PROBLEM TO SOLVE: When a line below contains the string "rock", show that line.

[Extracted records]
........

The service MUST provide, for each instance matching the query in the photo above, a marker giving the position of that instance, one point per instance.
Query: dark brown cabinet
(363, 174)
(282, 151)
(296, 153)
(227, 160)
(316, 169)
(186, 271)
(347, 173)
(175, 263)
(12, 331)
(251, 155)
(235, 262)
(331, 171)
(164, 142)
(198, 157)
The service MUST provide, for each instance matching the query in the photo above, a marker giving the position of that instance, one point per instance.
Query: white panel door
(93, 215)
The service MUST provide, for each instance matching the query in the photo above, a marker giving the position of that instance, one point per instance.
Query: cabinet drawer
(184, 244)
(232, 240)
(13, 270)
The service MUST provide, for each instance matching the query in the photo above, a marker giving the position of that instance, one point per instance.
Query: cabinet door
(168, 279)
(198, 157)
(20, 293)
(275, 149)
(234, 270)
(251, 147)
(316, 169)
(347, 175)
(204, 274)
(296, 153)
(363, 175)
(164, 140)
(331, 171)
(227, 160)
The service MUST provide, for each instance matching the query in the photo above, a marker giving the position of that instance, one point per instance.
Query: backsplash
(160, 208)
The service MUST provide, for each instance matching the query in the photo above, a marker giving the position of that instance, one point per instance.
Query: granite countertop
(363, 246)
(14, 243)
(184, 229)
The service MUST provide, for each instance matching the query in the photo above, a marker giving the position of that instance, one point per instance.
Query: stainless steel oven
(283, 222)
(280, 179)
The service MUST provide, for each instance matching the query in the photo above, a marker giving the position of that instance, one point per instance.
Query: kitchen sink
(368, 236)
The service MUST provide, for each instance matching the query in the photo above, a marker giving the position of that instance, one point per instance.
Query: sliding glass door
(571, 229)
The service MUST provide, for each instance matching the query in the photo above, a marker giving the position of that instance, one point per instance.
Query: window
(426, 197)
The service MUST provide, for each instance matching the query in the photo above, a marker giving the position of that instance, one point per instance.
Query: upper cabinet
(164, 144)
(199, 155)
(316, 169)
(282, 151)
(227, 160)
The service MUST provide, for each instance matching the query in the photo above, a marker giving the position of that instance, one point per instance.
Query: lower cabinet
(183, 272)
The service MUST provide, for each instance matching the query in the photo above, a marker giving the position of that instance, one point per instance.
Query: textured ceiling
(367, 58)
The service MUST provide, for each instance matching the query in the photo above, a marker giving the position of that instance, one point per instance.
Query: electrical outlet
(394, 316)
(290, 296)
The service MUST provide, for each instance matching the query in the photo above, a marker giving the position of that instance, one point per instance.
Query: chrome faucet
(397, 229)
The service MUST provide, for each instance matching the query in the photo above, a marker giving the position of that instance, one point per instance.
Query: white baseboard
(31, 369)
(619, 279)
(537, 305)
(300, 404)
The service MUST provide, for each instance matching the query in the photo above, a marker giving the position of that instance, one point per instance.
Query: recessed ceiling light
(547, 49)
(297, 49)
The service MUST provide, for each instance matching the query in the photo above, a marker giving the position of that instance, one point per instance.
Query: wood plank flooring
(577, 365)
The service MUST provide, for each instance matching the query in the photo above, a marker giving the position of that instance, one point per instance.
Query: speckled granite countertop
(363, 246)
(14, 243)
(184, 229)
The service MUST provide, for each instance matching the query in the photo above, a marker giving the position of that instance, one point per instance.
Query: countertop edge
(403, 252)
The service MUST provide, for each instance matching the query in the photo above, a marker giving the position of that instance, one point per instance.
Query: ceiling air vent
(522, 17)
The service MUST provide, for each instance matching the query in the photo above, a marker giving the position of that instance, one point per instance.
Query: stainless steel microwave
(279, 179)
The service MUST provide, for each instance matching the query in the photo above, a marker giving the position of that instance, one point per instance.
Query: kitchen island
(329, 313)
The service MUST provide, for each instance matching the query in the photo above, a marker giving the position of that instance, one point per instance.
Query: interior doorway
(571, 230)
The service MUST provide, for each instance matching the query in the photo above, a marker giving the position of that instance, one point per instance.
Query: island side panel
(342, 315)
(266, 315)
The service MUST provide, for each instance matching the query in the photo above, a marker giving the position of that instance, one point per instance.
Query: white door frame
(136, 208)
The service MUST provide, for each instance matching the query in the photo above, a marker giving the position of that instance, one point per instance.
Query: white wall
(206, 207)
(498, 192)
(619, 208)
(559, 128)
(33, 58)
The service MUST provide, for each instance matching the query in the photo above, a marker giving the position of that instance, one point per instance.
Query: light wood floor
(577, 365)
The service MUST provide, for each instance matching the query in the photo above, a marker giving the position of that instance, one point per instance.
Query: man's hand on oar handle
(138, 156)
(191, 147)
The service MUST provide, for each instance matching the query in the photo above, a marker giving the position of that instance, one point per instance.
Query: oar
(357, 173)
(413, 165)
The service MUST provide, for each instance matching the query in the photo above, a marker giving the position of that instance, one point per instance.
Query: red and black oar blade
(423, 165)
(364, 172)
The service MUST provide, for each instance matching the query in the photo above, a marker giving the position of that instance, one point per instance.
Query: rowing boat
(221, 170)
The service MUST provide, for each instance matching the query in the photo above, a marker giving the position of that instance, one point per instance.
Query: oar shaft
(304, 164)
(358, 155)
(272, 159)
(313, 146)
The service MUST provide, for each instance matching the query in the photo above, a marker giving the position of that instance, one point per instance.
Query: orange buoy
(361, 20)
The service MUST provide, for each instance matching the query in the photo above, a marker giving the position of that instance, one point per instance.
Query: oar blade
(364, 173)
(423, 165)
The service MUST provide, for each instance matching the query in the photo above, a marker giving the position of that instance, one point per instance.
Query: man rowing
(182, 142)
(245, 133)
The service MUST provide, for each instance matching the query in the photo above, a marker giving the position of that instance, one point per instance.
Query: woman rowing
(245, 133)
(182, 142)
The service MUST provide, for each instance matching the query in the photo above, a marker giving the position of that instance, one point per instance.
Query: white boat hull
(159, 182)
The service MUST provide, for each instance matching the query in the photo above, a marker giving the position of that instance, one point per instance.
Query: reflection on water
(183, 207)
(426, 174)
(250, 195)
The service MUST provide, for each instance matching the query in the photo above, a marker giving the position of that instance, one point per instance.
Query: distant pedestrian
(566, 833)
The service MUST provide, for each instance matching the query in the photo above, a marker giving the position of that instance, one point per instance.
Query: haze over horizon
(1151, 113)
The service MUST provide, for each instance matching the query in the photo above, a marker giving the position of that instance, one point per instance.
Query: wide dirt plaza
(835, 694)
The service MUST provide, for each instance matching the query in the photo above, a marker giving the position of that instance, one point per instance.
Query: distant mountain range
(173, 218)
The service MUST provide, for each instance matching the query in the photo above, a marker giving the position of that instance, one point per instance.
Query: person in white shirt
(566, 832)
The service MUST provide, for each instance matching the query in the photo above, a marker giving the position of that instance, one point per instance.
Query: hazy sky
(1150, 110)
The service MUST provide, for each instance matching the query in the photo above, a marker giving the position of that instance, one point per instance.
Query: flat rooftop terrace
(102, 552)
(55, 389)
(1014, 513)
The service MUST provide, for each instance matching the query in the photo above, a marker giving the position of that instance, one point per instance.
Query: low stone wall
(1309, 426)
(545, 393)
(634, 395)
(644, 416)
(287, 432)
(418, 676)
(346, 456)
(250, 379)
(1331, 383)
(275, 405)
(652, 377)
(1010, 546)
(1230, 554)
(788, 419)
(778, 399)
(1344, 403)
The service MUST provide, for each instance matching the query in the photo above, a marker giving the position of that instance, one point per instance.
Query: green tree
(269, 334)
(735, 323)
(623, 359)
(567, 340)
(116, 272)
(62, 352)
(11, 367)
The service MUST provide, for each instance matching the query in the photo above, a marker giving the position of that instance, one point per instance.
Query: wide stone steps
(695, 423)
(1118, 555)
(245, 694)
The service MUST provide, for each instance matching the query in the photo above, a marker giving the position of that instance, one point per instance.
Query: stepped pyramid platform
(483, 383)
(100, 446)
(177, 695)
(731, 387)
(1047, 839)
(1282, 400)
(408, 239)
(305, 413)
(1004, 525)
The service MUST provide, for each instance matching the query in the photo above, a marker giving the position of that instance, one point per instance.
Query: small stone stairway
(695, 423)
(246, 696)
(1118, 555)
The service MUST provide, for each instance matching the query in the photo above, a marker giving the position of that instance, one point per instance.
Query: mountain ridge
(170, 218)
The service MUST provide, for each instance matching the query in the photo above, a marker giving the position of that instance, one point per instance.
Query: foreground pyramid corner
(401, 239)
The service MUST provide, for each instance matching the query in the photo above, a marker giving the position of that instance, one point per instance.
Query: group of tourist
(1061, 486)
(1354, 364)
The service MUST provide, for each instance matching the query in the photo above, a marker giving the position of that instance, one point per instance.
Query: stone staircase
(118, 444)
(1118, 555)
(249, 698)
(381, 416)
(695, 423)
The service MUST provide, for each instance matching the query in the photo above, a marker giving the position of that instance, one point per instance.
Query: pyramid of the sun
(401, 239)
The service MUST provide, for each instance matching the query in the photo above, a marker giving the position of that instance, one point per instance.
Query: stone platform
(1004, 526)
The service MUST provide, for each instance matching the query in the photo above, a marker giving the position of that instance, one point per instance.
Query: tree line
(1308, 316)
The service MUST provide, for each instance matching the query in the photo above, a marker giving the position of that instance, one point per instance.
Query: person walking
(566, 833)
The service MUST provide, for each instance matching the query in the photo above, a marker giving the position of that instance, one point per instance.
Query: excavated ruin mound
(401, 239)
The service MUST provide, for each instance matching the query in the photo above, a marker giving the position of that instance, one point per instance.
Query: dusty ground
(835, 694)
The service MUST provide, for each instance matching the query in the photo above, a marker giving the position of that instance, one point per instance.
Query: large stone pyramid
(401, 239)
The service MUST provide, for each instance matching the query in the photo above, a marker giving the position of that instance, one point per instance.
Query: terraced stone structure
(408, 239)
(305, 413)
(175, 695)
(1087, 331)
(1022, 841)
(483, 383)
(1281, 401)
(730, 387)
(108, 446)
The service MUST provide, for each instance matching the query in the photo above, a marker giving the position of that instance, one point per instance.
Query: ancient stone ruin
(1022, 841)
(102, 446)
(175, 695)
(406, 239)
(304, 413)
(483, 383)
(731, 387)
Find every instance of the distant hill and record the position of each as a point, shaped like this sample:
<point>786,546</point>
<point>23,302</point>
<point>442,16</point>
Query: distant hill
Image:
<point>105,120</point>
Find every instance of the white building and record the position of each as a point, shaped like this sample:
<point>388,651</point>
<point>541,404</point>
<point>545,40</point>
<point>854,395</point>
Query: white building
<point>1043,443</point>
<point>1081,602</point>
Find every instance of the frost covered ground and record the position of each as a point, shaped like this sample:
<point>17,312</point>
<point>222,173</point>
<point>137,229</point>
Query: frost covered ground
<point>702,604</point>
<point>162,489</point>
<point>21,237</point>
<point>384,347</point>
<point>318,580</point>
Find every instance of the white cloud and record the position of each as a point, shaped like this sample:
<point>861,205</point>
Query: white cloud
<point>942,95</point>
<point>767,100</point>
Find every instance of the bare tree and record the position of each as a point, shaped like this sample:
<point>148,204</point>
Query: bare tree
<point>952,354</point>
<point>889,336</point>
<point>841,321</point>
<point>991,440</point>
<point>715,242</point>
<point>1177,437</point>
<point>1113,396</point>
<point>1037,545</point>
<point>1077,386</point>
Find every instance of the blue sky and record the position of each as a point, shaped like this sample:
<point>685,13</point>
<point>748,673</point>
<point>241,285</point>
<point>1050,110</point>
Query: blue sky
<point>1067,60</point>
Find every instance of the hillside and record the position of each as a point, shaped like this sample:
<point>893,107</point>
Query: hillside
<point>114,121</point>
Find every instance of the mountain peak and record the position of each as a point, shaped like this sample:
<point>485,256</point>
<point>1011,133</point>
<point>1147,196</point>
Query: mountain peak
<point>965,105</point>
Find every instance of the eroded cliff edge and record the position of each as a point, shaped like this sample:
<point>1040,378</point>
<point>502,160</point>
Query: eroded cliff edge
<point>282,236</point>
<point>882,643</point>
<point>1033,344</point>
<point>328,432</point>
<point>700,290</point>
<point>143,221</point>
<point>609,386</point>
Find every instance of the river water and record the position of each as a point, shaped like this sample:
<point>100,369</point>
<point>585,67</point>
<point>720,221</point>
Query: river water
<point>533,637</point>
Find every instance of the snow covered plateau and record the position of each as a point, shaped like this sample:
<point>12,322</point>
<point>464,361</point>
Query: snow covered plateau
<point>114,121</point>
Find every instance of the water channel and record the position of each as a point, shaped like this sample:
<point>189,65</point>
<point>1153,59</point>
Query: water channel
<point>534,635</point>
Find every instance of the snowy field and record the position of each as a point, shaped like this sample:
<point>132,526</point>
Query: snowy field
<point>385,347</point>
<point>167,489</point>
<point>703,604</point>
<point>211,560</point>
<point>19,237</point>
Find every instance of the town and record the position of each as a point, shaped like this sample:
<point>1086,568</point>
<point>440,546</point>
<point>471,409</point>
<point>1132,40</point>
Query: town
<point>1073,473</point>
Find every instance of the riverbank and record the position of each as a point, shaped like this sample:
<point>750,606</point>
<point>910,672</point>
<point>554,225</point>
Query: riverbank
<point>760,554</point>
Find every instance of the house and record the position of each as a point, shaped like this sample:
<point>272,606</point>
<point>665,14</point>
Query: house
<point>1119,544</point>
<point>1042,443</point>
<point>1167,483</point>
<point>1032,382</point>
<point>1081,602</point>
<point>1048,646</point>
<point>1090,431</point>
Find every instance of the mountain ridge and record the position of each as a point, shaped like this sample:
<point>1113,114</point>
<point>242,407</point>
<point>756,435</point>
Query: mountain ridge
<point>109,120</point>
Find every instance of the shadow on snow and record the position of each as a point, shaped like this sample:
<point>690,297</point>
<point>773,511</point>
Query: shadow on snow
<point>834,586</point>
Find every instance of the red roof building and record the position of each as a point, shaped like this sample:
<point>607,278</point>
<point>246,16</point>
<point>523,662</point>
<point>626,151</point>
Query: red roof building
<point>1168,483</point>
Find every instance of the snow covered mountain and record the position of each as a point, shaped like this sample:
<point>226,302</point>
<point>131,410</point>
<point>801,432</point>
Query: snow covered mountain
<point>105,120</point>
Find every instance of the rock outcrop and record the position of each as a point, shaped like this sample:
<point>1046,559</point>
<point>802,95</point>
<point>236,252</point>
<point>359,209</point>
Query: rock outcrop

........

RESULT:
Find every instance of the rock outcrop and record the position of each as a point, shaped like this sample:
Query: rock outcrop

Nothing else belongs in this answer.